[GOAL] Show every line below that contains the word "Segment", copying each one in full.

+ + + + +

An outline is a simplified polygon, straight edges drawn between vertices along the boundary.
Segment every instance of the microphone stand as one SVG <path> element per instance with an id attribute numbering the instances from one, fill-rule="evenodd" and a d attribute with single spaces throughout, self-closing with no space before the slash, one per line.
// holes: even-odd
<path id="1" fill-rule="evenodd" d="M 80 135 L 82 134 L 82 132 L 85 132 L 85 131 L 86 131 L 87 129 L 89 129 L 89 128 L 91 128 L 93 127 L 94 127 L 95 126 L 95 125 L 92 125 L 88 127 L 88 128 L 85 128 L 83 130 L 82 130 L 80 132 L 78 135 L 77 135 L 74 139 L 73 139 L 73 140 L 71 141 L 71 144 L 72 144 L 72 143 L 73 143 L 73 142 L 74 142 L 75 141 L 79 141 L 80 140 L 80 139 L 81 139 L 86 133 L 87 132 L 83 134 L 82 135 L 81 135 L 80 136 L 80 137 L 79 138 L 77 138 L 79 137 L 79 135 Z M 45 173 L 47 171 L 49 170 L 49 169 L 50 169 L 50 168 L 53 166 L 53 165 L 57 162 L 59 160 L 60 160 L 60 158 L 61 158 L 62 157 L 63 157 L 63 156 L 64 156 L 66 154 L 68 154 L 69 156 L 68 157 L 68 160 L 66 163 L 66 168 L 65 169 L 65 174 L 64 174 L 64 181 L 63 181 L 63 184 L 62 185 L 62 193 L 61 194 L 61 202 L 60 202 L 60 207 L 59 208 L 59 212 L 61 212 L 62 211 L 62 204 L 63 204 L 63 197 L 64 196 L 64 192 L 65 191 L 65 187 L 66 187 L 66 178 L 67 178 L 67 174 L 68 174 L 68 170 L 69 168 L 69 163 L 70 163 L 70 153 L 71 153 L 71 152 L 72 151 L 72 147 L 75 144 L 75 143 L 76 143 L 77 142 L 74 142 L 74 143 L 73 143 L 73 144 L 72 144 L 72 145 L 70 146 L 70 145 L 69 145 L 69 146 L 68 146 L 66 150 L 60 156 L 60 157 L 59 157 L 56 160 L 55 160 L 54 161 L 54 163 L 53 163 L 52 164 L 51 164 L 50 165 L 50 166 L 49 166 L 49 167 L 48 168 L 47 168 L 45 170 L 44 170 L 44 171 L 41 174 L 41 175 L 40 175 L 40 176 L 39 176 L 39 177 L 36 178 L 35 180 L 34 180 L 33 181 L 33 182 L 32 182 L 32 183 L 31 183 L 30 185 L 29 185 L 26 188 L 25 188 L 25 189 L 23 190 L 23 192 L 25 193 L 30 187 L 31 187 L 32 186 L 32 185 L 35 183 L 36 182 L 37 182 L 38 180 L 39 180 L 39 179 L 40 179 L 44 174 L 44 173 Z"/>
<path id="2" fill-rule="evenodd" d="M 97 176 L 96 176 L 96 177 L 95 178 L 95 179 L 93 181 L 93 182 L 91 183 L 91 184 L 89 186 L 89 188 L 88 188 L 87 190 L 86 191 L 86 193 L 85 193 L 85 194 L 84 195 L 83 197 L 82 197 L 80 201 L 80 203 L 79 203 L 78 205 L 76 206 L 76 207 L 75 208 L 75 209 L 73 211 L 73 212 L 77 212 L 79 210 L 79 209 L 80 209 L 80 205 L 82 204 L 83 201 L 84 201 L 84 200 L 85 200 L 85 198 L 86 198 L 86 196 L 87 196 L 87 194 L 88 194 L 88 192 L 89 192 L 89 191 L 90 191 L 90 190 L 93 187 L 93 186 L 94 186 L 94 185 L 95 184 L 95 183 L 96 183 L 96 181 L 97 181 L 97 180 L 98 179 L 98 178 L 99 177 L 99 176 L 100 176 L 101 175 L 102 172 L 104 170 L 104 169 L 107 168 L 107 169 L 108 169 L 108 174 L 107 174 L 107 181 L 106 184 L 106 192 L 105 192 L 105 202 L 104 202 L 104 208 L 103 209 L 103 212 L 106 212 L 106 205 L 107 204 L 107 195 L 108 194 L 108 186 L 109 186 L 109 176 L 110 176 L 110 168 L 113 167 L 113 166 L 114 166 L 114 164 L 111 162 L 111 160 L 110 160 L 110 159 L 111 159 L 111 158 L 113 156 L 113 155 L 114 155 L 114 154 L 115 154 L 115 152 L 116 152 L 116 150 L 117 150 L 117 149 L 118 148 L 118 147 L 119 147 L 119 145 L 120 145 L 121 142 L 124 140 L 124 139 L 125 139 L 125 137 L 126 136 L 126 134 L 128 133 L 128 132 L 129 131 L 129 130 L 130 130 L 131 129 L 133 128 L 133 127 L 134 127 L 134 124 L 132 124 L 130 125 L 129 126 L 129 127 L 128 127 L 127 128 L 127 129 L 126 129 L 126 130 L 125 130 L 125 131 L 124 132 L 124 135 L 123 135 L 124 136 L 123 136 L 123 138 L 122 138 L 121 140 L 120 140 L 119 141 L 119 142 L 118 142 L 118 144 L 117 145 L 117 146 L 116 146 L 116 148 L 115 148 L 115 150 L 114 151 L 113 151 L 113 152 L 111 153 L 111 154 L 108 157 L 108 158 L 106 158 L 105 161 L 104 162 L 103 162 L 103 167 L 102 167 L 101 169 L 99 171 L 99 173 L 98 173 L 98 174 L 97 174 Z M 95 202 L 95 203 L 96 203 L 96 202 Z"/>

+ + + + +

[RESPONSE TO THE EXERCISE]
Segment every instance of the microphone stand as one SVG <path> element per instance with an id attribute numbering the instances from one, fill-rule="evenodd" and a d attribute with single spaces throughout, self-closing with no space before the slash, one per line.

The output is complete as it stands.